▶ To do
Convert the records below into a JSON list of strings, one string per line, leaving out blank lines and the pictures.

##############################

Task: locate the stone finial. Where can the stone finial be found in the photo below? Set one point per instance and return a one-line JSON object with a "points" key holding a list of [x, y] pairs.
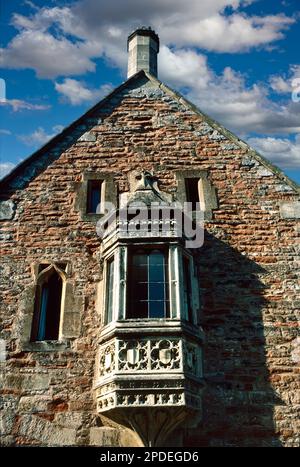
{"points": [[143, 47]]}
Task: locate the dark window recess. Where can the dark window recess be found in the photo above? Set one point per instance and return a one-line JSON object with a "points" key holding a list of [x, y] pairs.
{"points": [[109, 290], [192, 191], [187, 289], [46, 318], [148, 295], [94, 196]]}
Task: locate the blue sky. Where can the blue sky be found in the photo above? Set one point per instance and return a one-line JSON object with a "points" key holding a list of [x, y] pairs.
{"points": [[236, 59]]}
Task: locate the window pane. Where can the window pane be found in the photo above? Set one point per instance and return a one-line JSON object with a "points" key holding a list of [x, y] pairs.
{"points": [[147, 285], [157, 291], [156, 309], [187, 289]]}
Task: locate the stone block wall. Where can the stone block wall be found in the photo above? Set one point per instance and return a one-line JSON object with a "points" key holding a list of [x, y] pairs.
{"points": [[249, 277]]}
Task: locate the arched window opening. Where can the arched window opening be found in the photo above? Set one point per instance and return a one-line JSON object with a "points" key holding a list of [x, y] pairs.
{"points": [[47, 311]]}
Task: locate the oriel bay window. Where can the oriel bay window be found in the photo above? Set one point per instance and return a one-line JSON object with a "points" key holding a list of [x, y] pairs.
{"points": [[148, 282], [148, 288]]}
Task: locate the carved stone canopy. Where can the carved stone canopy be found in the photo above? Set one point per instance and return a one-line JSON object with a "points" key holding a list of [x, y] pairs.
{"points": [[144, 189]]}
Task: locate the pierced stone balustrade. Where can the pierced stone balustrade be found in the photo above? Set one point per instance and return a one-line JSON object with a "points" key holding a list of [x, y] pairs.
{"points": [[145, 365]]}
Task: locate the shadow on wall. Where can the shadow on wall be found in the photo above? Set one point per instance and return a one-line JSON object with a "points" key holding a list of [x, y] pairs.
{"points": [[238, 401]]}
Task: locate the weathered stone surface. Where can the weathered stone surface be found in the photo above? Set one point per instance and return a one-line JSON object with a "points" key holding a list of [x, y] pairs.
{"points": [[290, 210], [47, 433], [7, 210]]}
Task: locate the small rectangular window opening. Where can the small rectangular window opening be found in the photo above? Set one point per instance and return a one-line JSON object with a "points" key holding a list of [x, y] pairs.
{"points": [[109, 290], [192, 191], [94, 196]]}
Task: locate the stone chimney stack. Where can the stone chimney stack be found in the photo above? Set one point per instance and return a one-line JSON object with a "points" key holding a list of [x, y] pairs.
{"points": [[143, 47]]}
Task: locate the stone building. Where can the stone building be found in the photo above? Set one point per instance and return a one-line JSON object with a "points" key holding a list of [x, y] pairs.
{"points": [[118, 332]]}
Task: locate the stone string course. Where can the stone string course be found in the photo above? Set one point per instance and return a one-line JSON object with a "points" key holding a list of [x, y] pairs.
{"points": [[248, 274]]}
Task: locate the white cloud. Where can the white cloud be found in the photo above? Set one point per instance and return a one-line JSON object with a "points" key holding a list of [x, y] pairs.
{"points": [[48, 55], [77, 93], [40, 137], [62, 41], [5, 168], [226, 97], [17, 105], [284, 84], [281, 151]]}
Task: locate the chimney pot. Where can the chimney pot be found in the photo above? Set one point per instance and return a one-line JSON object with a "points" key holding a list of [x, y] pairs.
{"points": [[143, 47]]}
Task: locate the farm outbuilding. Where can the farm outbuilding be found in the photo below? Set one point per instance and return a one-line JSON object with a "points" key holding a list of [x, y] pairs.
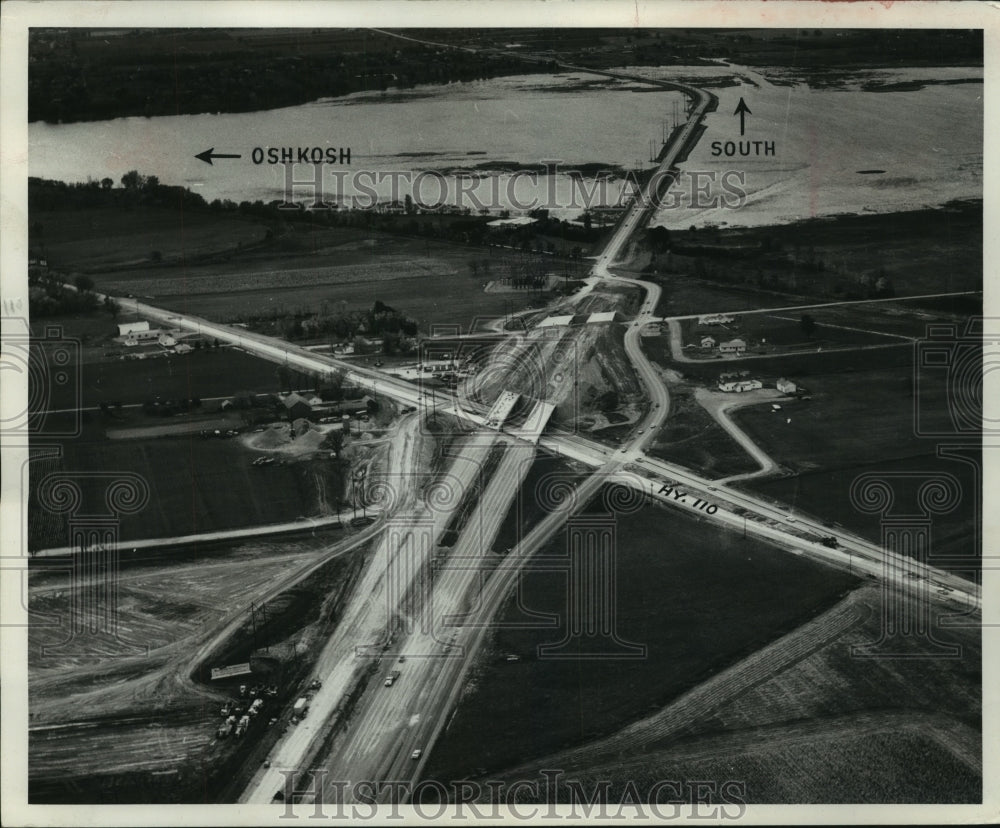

##############################

▶ Problem solution
[
  "Task: locate the stone finial. Where can the stone finial be found in the photo below? Set one point per instance and return a one-line JSON object with a \"points\" key holding a list of [x, y] pairs.",
  "{\"points\": [[143, 47]]}",
  "Task: locate the dark window recess. Where can the dark window recess be found in the photo above? Set one point per instance and return a one-line JSON object with a \"points\" key holding a list of [x, y] pairs.",
  "{\"points\": [[109, 290], [192, 191], [187, 289], [46, 318], [148, 295], [94, 196]]}",
  "Task: locate the blue sky. Where can the blue sky be found in the photo above? Set one point per instance and return a one-line JSON object with a \"points\" key holding a list of [x, y] pairs.",
  "{\"points\": [[236, 59]]}",
  "Task: locate the window pane. Where can the window pane be found in the photo above? Set one point per instance and return a one-line JSON object with a \"points\" key holding a list of [x, y] pairs.",
  "{\"points\": [[147, 285], [157, 291], [156, 309], [187, 289]]}",
  "Task: locate the stone block wall. Where can the stone block wall be found in the photo above? Set one point per instance and return a one-line JSON object with a \"points\" key holding a list of [x, y] pairs.",
  "{\"points\": [[249, 277]]}",
  "Task: locate the arched window opening. Where can the arched window opening be found in the photo above? Set one point per instance and return a one-line JSON object with a \"points\" key holding a list of [x, y] pairs.",
  "{\"points\": [[47, 311]]}",
  "Task: locate the oriel bay window. Where can the oriel bay window be found in the photo above? Set one point per instance and return a one-line JSON object with a \"points\" key holding a list of [x, y] pairs.",
  "{\"points\": [[148, 282], [148, 288]]}",
  "Task: locate the carved stone canopy. Where can the carved stone canopy be found in the photo above? Set one point per instance and return a one-line JSON object with a \"points\" key holding a list of [x, y] pairs.",
  "{\"points\": [[144, 189]]}",
  "Task: locate the pierced stone balustrade. Where can the pierced stone balustrade be found in the photo above? Set one point per instance and return a one-line JSON object with a \"points\" key holding a list of [x, y] pairs.",
  "{\"points\": [[145, 365]]}",
  "Task: locate the shadow on wall. Where can the shadow on wall be found in the photo above? Set one point per instance and return a one-line JSON object with a \"points\" key holding a list of [x, y] pairs.",
  "{\"points\": [[238, 401]]}",
  "Task: locate the weathered stone surface. Where can the weathered stone surface be found in the photo above? Set one point per instance and return a one-line JSON object with a \"points\" key holding a list of [x, y] pairs.",
  "{\"points\": [[290, 210], [47, 433], [7, 210]]}",
  "Task: locate the small rectangular window opening. Where can the small rectangular window opening be found in the photo above? Set one point per instance and return a one-line JSON object with a \"points\" key holding a list of [x, y] pairs.",
  "{\"points\": [[109, 290], [192, 191], [94, 196]]}",
  "Task: locate the stone chimney stack. Where can the stone chimney stack be found in the photo above? Set one point per instance and return a one-line JSON object with a \"points\" key holding a list of [x, y] pairs.",
  "{\"points\": [[143, 47]]}",
  "Task: locate the stone building. Where can the stone building be found in the photo above? Set one point per instance and return a one-line JSON object with a \"points\" key holding a list of [x, y] pairs.",
  "{\"points\": [[118, 332]]}",
  "Task: locate the stone string course. Where can the stone string course be found in the photo above? Set one point per instance and return a one-line JSON object with a \"points\" key holding a list of [x, y] pairs.",
  "{\"points\": [[248, 274]]}",
  "Task: locate the white cloud. Where can the white cloud be found in the photo above? Set one point per instance and return a one-line JSON object with a \"points\" key holding a list of [x, y] pairs.",
  "{\"points\": [[48, 55], [77, 93], [40, 137], [62, 41], [5, 168], [226, 97], [17, 105], [284, 84], [281, 151]]}",
  "Task: locate the chimney pot. Where can the chimney pot be found in the photo above? Set one point per instance and return a one-line JSON object with a \"points\" key holding a list of [x, y] pairs.",
  "{\"points\": [[143, 47]]}",
  "Task: locate the farm outbuilding. Where can the farm outbuilding be found in the photo below? Set one point per instance and return a one-line JSON object with a \"points\" key holding a list of [x, y] pairs."
]